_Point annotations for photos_

────

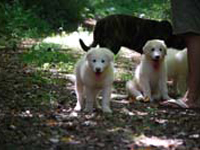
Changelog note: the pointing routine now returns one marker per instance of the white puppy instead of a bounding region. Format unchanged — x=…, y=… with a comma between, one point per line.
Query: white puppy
x=150, y=78
x=177, y=69
x=94, y=73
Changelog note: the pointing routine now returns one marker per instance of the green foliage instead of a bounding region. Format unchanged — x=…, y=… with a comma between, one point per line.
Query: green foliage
x=59, y=13
x=157, y=9
x=23, y=23
x=48, y=56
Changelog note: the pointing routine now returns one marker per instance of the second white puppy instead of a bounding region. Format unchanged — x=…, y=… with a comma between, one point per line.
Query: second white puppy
x=149, y=82
x=177, y=69
x=94, y=73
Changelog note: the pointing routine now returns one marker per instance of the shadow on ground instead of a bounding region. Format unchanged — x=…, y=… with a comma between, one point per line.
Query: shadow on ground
x=36, y=113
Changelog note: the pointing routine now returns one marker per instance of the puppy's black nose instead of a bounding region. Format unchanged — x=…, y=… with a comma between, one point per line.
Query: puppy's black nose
x=157, y=57
x=98, y=69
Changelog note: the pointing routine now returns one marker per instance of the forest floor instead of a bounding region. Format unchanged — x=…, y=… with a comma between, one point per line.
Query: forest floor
x=36, y=113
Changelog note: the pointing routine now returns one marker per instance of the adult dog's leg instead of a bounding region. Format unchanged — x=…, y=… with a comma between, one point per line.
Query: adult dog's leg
x=106, y=94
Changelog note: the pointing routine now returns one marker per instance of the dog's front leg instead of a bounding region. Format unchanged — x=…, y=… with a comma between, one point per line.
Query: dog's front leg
x=79, y=94
x=163, y=88
x=90, y=98
x=106, y=94
x=146, y=89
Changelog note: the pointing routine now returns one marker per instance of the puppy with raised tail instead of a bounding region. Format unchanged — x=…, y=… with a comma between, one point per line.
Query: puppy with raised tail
x=94, y=73
x=150, y=80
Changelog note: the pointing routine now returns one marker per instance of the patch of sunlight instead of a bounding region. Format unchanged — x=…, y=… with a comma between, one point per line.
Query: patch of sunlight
x=145, y=141
x=70, y=40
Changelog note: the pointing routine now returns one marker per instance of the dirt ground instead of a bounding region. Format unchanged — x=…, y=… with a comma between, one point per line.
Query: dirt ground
x=27, y=122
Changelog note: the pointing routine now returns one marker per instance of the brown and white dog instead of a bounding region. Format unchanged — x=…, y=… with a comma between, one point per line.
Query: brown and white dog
x=132, y=32
x=150, y=80
x=94, y=73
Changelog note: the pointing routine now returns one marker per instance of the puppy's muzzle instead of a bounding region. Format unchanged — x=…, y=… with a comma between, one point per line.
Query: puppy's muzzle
x=156, y=58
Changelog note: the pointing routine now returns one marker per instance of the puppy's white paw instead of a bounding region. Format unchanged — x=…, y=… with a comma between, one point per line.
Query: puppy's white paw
x=107, y=109
x=88, y=109
x=140, y=98
x=77, y=108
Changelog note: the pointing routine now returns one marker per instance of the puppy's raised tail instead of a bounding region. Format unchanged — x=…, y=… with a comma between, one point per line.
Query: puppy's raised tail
x=85, y=47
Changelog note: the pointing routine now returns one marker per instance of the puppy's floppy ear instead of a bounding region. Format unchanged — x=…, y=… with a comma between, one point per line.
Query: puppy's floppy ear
x=164, y=47
x=146, y=47
x=109, y=55
x=88, y=55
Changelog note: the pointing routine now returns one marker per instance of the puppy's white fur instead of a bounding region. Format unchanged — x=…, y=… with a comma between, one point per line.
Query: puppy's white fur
x=149, y=82
x=177, y=69
x=94, y=73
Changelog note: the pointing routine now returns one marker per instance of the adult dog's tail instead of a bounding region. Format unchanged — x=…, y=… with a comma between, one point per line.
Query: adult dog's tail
x=85, y=47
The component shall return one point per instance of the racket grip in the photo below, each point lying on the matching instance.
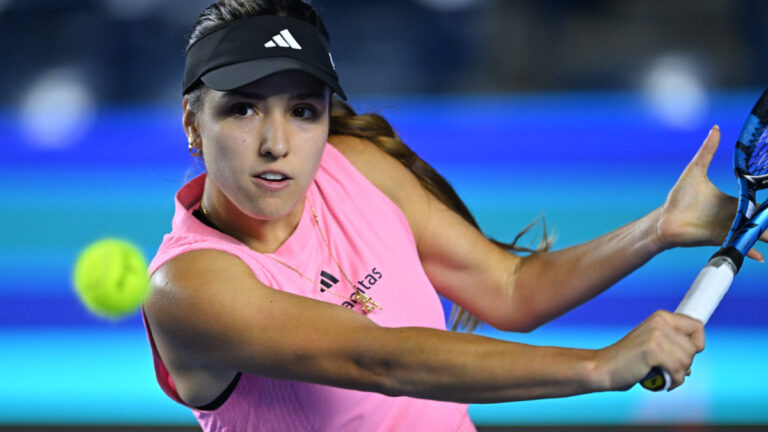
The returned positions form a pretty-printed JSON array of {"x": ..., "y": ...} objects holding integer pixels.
[
  {"x": 657, "y": 379},
  {"x": 699, "y": 303}
]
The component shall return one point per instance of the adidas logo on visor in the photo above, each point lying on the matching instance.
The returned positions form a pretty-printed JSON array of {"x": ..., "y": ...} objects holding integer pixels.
[{"x": 283, "y": 39}]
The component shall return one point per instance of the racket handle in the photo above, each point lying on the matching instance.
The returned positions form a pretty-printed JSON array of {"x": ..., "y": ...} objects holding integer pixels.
[
  {"x": 657, "y": 379},
  {"x": 699, "y": 303}
]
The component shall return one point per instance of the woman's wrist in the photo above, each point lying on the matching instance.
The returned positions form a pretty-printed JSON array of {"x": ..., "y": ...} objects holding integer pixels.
[{"x": 659, "y": 240}]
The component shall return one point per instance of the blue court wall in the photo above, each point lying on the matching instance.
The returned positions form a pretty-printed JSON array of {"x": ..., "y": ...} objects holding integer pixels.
[{"x": 587, "y": 162}]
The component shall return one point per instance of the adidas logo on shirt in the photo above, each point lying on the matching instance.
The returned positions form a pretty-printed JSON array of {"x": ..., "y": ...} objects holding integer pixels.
[
  {"x": 327, "y": 280},
  {"x": 283, "y": 39}
]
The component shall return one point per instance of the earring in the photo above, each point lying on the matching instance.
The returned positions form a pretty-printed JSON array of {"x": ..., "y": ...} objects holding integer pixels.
[{"x": 194, "y": 151}]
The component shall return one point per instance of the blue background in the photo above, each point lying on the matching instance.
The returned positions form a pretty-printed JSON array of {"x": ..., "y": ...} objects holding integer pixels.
[{"x": 589, "y": 162}]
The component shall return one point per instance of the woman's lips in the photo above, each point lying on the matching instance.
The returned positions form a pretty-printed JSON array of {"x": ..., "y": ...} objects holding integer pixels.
[{"x": 273, "y": 181}]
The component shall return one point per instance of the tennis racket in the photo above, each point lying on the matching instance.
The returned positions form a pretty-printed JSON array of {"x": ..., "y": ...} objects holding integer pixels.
[{"x": 750, "y": 162}]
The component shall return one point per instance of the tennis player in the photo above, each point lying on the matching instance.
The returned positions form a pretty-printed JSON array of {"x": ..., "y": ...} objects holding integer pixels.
[{"x": 298, "y": 288}]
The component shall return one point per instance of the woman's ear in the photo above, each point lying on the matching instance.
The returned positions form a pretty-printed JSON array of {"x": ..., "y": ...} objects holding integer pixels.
[{"x": 189, "y": 121}]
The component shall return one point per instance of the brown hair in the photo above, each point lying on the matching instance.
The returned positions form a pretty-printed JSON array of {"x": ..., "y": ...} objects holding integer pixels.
[{"x": 345, "y": 121}]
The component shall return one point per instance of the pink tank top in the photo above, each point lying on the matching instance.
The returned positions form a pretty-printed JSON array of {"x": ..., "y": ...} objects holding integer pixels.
[{"x": 372, "y": 241}]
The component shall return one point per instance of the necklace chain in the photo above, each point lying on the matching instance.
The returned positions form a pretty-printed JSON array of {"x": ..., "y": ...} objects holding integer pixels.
[{"x": 368, "y": 304}]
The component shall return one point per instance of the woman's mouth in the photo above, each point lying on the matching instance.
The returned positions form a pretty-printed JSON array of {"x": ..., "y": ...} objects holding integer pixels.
[{"x": 272, "y": 181}]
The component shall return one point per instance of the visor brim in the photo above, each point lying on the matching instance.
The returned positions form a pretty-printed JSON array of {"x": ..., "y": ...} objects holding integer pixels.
[{"x": 234, "y": 76}]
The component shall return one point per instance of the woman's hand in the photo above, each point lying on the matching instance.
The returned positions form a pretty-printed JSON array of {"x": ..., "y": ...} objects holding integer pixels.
[
  {"x": 664, "y": 339},
  {"x": 696, "y": 212}
]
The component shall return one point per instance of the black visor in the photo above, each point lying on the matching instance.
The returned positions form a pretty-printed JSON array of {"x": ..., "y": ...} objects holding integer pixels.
[{"x": 249, "y": 49}]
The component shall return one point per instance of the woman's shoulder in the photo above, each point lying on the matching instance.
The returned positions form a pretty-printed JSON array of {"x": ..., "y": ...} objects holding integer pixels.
[{"x": 381, "y": 169}]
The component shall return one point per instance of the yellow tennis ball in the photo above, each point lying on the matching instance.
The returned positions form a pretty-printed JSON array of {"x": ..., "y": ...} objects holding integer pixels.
[{"x": 110, "y": 277}]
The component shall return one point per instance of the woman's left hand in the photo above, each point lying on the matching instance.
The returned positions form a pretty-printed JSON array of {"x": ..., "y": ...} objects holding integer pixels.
[{"x": 696, "y": 212}]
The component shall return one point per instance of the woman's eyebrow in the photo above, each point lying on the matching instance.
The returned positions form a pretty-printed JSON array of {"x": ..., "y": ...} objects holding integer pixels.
[{"x": 313, "y": 94}]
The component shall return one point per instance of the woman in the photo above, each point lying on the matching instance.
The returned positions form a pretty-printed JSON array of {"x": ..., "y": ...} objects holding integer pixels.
[{"x": 244, "y": 317}]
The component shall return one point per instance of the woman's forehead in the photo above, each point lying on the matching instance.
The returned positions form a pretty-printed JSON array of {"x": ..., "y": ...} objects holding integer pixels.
[{"x": 287, "y": 82}]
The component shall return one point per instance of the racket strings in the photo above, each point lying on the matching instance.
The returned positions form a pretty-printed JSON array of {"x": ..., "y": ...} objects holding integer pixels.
[{"x": 757, "y": 165}]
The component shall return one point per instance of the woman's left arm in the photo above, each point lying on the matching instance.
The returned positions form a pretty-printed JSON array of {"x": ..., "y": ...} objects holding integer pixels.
[{"x": 519, "y": 294}]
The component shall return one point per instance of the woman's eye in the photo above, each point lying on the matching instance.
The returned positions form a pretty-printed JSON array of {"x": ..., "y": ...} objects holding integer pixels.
[
  {"x": 242, "y": 109},
  {"x": 305, "y": 113}
]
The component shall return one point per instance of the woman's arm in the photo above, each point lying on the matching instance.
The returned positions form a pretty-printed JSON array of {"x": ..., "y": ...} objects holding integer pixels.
[
  {"x": 519, "y": 294},
  {"x": 210, "y": 309}
]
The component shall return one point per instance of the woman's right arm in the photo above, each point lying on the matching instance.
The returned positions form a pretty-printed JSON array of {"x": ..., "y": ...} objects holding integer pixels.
[{"x": 212, "y": 310}]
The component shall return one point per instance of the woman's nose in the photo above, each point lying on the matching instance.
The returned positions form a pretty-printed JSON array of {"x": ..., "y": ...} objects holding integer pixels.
[{"x": 274, "y": 141}]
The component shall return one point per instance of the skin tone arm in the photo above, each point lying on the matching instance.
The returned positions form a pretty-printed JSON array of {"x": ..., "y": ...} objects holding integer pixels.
[
  {"x": 209, "y": 307},
  {"x": 519, "y": 294}
]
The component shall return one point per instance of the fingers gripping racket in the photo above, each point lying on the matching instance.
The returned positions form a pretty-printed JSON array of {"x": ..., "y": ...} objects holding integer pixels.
[{"x": 750, "y": 163}]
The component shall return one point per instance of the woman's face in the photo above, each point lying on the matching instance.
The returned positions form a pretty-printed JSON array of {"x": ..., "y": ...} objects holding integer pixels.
[{"x": 262, "y": 143}]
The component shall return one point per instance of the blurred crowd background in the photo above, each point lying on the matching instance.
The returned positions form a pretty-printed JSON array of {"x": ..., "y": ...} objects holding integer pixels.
[{"x": 129, "y": 51}]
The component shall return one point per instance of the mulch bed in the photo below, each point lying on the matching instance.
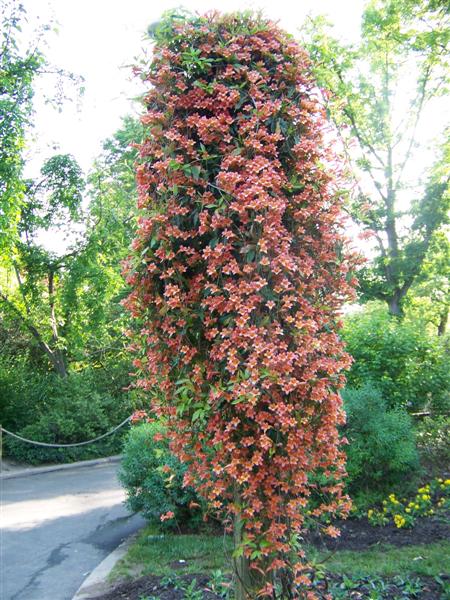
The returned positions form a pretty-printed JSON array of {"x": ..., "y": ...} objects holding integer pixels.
[
  {"x": 151, "y": 587},
  {"x": 358, "y": 534},
  {"x": 156, "y": 587}
]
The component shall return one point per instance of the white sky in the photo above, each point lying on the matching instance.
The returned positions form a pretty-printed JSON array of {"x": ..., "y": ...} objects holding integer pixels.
[{"x": 98, "y": 38}]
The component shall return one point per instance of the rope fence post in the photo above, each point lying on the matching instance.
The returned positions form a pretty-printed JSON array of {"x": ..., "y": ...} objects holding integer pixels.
[{"x": 47, "y": 445}]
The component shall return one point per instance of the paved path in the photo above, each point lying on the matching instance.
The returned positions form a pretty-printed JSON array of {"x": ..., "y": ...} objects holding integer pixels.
[{"x": 56, "y": 528}]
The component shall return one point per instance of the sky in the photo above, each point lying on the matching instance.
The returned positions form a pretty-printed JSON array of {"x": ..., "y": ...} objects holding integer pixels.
[{"x": 100, "y": 39}]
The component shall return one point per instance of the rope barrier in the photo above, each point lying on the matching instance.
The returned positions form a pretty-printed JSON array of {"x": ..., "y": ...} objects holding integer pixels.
[{"x": 46, "y": 445}]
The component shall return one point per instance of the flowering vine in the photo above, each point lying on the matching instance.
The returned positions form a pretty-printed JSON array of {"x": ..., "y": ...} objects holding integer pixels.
[{"x": 238, "y": 273}]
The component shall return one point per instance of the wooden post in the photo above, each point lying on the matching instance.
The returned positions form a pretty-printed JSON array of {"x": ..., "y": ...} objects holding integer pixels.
[{"x": 241, "y": 563}]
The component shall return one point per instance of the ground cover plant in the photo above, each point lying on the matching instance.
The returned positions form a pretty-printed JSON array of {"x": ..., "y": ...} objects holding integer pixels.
[
  {"x": 239, "y": 270},
  {"x": 199, "y": 566}
]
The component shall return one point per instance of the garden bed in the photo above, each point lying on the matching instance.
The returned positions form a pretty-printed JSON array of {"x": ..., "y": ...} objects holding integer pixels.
[
  {"x": 199, "y": 587},
  {"x": 390, "y": 563},
  {"x": 358, "y": 534}
]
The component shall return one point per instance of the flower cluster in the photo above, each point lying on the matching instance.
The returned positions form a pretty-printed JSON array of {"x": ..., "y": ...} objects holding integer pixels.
[
  {"x": 432, "y": 497},
  {"x": 239, "y": 271}
]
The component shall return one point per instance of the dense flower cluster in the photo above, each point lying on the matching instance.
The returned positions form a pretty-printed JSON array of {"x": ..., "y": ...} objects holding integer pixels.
[
  {"x": 429, "y": 500},
  {"x": 239, "y": 271}
]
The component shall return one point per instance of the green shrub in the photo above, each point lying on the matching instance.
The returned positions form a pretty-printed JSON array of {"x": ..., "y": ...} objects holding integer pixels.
[
  {"x": 408, "y": 364},
  {"x": 153, "y": 479},
  {"x": 50, "y": 409},
  {"x": 433, "y": 442},
  {"x": 381, "y": 455}
]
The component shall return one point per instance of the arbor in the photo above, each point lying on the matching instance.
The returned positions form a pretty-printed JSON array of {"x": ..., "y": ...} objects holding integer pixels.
[
  {"x": 378, "y": 93},
  {"x": 238, "y": 273}
]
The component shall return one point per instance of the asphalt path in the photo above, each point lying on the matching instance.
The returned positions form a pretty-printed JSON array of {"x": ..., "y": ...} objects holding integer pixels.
[{"x": 57, "y": 527}]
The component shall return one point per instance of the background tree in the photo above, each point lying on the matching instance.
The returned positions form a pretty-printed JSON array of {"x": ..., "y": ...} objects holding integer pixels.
[
  {"x": 239, "y": 270},
  {"x": 18, "y": 69},
  {"x": 64, "y": 369},
  {"x": 379, "y": 92}
]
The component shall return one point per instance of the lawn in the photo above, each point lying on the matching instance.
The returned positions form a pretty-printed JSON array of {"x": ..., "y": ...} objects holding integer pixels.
[{"x": 164, "y": 555}]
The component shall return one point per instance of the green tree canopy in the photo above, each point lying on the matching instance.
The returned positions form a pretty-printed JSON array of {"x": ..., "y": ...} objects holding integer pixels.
[{"x": 379, "y": 90}]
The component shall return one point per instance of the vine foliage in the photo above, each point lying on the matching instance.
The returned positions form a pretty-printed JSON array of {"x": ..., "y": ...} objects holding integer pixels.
[{"x": 238, "y": 272}]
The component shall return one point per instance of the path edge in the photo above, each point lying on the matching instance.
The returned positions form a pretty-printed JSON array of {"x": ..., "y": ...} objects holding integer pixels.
[
  {"x": 60, "y": 467},
  {"x": 96, "y": 583}
]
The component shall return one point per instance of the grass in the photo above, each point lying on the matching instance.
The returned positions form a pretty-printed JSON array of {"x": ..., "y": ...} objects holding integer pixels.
[{"x": 161, "y": 555}]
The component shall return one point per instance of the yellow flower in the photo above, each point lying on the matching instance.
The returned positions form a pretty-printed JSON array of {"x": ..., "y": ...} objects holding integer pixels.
[{"x": 399, "y": 521}]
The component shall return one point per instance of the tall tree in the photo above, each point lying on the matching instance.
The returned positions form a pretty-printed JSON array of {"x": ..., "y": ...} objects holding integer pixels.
[
  {"x": 238, "y": 274},
  {"x": 18, "y": 69},
  {"x": 379, "y": 90},
  {"x": 30, "y": 295},
  {"x": 69, "y": 302}
]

────

_Exercise goal_
Return exactly the lines of the data, and only those, from the line with "The component shall return one point per instance of the grass" through the last line, inclusive.

_Output for this task_
The component shall return one point per instance of the grass in the photo above, each point lying on the matching instance.
The returned positions form a pretty-printed JSON array of {"x": ..., "y": ...} objects holding integer pixels.
[{"x": 161, "y": 555}]
The component shall return one point per instance of the yellow flower in the photo above, each point lying on the matching instance.
The returned positions form a pretty-printed JSON array of {"x": ..., "y": ...} objects holding integer pixels.
[{"x": 399, "y": 521}]
The component shall return one point per instance of the tall tree in the photo above, each point lying on the matching instance.
The returned positions form a pretty-printed JSON array of {"x": ..., "y": ...} objects holding integer pixels.
[
  {"x": 238, "y": 274},
  {"x": 18, "y": 69},
  {"x": 379, "y": 90},
  {"x": 30, "y": 295},
  {"x": 69, "y": 302}
]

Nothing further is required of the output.